* **What to do**: Can you reproduce all of the data below line for line, without changing a single character?

=== Material provided ===

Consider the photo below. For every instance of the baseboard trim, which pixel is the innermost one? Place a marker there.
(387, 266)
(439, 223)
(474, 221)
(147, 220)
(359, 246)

===

* **Solution for this exercise**:
Consider the photo below. For every instance of the baseboard trim, which pixel is the innermost one? Place a marker there.
(387, 266)
(439, 223)
(474, 221)
(147, 220)
(359, 246)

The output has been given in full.